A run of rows

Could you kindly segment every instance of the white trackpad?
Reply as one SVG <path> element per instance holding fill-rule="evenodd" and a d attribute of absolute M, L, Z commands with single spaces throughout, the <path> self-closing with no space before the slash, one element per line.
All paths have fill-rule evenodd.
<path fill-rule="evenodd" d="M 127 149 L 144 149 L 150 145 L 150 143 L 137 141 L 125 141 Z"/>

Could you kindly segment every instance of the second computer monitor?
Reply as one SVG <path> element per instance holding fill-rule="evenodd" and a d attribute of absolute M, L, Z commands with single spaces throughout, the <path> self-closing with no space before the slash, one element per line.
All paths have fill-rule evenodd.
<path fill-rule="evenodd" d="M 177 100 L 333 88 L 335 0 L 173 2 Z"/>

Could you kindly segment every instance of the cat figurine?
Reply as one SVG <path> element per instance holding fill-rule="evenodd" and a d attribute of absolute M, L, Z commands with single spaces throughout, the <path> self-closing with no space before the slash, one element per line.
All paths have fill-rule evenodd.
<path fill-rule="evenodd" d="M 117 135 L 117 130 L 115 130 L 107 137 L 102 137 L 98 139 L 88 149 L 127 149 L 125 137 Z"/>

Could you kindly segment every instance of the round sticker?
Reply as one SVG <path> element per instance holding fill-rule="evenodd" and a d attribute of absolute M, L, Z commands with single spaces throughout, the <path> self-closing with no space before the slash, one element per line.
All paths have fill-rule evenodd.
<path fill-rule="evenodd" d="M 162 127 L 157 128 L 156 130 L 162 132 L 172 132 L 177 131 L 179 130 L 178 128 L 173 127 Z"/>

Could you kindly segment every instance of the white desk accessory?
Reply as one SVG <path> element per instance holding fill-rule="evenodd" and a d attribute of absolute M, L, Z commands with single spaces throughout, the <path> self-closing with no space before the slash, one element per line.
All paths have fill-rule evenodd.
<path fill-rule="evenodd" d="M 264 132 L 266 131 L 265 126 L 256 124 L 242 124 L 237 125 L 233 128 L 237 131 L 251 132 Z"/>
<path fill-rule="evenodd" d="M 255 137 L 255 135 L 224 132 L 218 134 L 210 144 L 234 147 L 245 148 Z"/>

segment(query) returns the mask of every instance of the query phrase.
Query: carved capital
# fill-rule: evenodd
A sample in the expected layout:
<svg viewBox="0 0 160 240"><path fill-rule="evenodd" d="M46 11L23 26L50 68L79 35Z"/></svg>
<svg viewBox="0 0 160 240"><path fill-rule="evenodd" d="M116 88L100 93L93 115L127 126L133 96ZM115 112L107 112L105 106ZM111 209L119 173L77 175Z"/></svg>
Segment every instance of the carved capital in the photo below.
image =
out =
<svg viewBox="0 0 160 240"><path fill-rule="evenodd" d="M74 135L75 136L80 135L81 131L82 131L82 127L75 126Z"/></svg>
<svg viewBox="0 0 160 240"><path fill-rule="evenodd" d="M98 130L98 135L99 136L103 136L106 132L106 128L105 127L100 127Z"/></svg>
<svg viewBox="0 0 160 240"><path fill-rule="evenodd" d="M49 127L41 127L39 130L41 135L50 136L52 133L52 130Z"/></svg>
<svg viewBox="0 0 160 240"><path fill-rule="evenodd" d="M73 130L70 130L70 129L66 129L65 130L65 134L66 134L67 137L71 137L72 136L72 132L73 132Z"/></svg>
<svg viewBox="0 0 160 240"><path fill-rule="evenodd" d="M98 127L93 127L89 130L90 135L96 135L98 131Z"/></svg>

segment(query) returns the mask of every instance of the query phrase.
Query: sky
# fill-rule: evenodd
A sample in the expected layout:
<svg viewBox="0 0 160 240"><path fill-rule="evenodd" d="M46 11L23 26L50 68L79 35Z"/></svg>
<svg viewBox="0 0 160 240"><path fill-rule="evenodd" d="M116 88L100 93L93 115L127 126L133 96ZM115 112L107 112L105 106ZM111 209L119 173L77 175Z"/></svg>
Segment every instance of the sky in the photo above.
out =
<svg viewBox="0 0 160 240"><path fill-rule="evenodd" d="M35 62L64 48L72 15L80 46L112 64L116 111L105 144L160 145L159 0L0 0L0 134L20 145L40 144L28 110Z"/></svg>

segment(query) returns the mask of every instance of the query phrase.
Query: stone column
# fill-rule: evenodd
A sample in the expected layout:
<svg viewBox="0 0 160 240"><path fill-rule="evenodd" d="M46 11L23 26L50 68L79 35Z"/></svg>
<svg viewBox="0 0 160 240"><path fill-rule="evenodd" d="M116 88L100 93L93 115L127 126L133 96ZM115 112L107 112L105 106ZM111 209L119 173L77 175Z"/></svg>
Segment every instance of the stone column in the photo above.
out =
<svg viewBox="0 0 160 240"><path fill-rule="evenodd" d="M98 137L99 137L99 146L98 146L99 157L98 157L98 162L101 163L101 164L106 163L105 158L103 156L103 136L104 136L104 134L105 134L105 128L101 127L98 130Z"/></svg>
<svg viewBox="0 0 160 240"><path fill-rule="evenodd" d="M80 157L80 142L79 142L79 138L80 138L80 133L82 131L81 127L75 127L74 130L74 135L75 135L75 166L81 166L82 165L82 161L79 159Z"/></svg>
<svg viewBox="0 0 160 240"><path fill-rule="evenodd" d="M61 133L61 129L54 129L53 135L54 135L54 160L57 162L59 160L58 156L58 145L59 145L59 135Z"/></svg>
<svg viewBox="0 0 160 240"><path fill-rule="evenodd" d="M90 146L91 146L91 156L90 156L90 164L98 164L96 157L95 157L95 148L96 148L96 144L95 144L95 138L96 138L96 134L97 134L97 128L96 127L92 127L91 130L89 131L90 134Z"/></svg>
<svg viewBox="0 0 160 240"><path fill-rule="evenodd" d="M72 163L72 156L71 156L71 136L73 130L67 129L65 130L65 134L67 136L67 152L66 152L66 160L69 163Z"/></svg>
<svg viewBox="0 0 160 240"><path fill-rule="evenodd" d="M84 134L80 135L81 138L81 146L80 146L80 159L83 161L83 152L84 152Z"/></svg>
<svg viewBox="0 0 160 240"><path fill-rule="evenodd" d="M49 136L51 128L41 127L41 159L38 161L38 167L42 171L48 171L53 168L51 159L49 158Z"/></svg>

Requirement:
Reproduce the rows above from the first one through the line containing "255 137 L 255", requests included, and adjust every coordinate in the path answers by adding -77 to it.

Solved exercise:
Could you kindly segment every instance of the white trackpad?
Reply as one SVG <path> element per instance holding fill-rule="evenodd" and a d attribute of absolute M, L, Z commands with single spaces throughout, the <path> self-closing with no space before the slash, one element per line.
All paths have fill-rule evenodd.
<path fill-rule="evenodd" d="M 50 72 L 67 72 L 73 68 L 73 66 L 60 64 L 48 64 Z"/>

Could you kindly segment every instance of the second computer monitor?
Reply as one SVG <path> element per instance holding fill-rule="evenodd" and a d attribute of absolute M, L, Z commands with single spaces throughout, the <path> self-closing with no space before the slash, one element per line.
All paths have fill-rule evenodd.
<path fill-rule="evenodd" d="M 100 23 L 256 11 L 258 -77 L 96 -75 Z"/>

Could you kindly segment every instance of the cat figurine?
Reply as one SVG <path> element per instance holding fill-rule="evenodd" and a d attribute of absolute M, L, Z commands with single spaces throughout, the <path> self-closing with no space before the slash, one element per line.
All paths have fill-rule evenodd.
<path fill-rule="evenodd" d="M 40 58 L 40 53 L 38 53 L 30 60 L 25 60 L 21 62 L 11 72 L 50 72 L 48 60 Z"/>

Could you kindly segment every instance of the round sticker?
Reply as one SVG <path> element per instance holding fill-rule="evenodd" and a d attribute of absolute M, L, Z commands with single spaces throughout, the <path> self-closing with no space before the slash, one element per line.
All paths have fill-rule evenodd.
<path fill-rule="evenodd" d="M 85 50 L 80 51 L 79 53 L 85 55 L 95 55 L 100 54 L 102 53 L 101 51 L 96 50 Z"/>

Could you kindly segment every instance of the white desk accessory?
Reply as one SVG <path> element per instance holding fill-rule="evenodd" and a d attribute of absolute M, L, Z commands with single spaces throughout, the <path> self-closing with no space before the slash, one element per line.
All paths have fill-rule evenodd.
<path fill-rule="evenodd" d="M 187 55 L 189 54 L 188 49 L 179 47 L 165 47 L 160 48 L 156 51 L 160 54 L 174 55 Z"/>
<path fill-rule="evenodd" d="M 178 60 L 178 58 L 147 55 L 141 57 L 133 67 L 157 70 L 168 71 Z"/>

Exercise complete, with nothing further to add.